═══ GEZEIGTER TEXT ═══

Tagesordnungspunkt 7

Beratung

Einsetzen von Hauswirtschafterinnen in den Frauenhäusern

Antrag Fraktionen CDU, SPD und FDP - Drs. 8/2810

Änderungsantrag Fraktion DIE LINKE - Drs. 8/2825


Einbringen wird den Antrag Abg. Herr Pott. - Herr Pott, bitte.


Konstantin Pott (FDP):

Sehr geehrte Frau Präsidentin! Meine sehr geehrten Kolleginnen und Kollegen! Wir werden unter diesem Tagesordnungspunkt über ein Thema sprechen, dass in der jüngeren Vergangenheit durchaus ein bisschen mehr an Aufmerksamkeit bekommen hat, nämlich die Arbeit der Frauenhäuser.

Bevor ich inhaltlich zum Antrag und generell zur Situation spreche, möchte ich mich zunächst einmal bei allen Mitarbeiterinnen in den Frauenhäusern in Sachsen-Anhalt für ihre Arbeit bedanken, die leider immer mehr benötigt wird und in den Fokus rückt. Trotzdem muss das an dieser Stelle erwähnt werden.

(Zustimmung bei der FDP, von Sandra Hietel-Heuer, CDU, und von Stefan Gebhardt, DIE LINKE)

═══ GEGEBENE ZEILEN ═══

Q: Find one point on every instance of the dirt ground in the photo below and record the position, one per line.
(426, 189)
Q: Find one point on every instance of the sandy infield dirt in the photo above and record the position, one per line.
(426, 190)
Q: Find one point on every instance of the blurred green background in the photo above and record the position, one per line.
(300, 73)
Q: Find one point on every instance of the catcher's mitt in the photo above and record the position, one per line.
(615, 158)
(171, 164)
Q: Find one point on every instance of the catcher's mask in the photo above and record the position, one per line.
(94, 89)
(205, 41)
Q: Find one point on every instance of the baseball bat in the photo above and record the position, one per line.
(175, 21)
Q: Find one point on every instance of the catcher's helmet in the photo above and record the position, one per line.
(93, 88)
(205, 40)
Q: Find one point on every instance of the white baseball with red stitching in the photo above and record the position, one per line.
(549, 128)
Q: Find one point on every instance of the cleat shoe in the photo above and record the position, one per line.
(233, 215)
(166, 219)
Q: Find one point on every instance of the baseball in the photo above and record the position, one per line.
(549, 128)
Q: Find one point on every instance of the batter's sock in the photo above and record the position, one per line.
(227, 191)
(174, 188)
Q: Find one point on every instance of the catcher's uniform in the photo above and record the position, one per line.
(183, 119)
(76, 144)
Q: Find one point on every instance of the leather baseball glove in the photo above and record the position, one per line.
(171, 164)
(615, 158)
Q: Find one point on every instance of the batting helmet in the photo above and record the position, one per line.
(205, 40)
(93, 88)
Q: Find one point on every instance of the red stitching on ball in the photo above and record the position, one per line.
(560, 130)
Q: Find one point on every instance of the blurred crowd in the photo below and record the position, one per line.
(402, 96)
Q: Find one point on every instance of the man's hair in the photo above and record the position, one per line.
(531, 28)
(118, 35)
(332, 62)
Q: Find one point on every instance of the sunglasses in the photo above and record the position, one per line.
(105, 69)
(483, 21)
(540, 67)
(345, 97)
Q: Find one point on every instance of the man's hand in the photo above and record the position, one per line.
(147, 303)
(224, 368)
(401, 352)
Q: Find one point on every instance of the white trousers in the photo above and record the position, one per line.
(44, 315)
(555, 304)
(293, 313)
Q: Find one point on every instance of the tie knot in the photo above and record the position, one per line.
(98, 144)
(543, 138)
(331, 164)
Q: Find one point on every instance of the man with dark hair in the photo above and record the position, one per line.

═══

• AUFGABEN:
[A] Gib ein Stück aus dem Text zu den Frauenhäusern Wort für Wort wieder: Fang bei der Stelle mit „Einsetzen von Hauswirtschafterinnen“ an und hör nach „Herr Pott, bitte.“ auf.
[B] Schreib den Text zu den Frauenhäusern von dort weiter, wo er aufhört.
Die Zeilen haben mit dem Text zu den Frauenhäusern nichts zu tun.

• ANTWORTEN:
[A]
Einsetzen von Hauswirtschafterinnen in den Frauenhäusern

Antrag Fraktionen CDU, SPD und FDP - Drs. 8/2810

Änderungsantrag Fraktion DIE LINKE - Drs. 8/2825


Einbringen wird den Antrag Abg. Herr Pott. - Herr Pott, bitte.

[B]
Frauenhäuser sind der Schutzort für von Gewalt betroffene Frauen und ihre Kinder.

(Unruhe)

Sie leisten Beratungsangebote und helfen den Betroffenen, einen Weg zurück ins alltägliche Leben zu finden. Teilweise gerät dabei aber die sozialpädagogische Arbeit etwas in den Hintergrund. Denn die Sozialarbeiterinnen und Pädagogen sind von einer Doppelbelastung betroffen. Gerade die Unterstützung bei hauswirtschaftlichen Aufgaben wird dabei immer wieder erwähnt.

Bevor ich näher auf den Inhalt unseres Antrags eingehe, müssen wir jedoch einen traurigen und besorgniserregenden Fakt ansprechen: die steigende Anzahl an von häuslicher Gewalt betroffener Frauen. Gewalt ist immer schlimm, liebe Kolleginnen und Kollegen, egal an welcher Stelle und gegen wen sie gerichtet ist. Besonders dramatisch ist sie allerdings, wenn sie in den eigenen vier Wänden erlebt wird - an dem Ort, welcher ein eigentlich ein sicherer Rückzugsort sein sollte.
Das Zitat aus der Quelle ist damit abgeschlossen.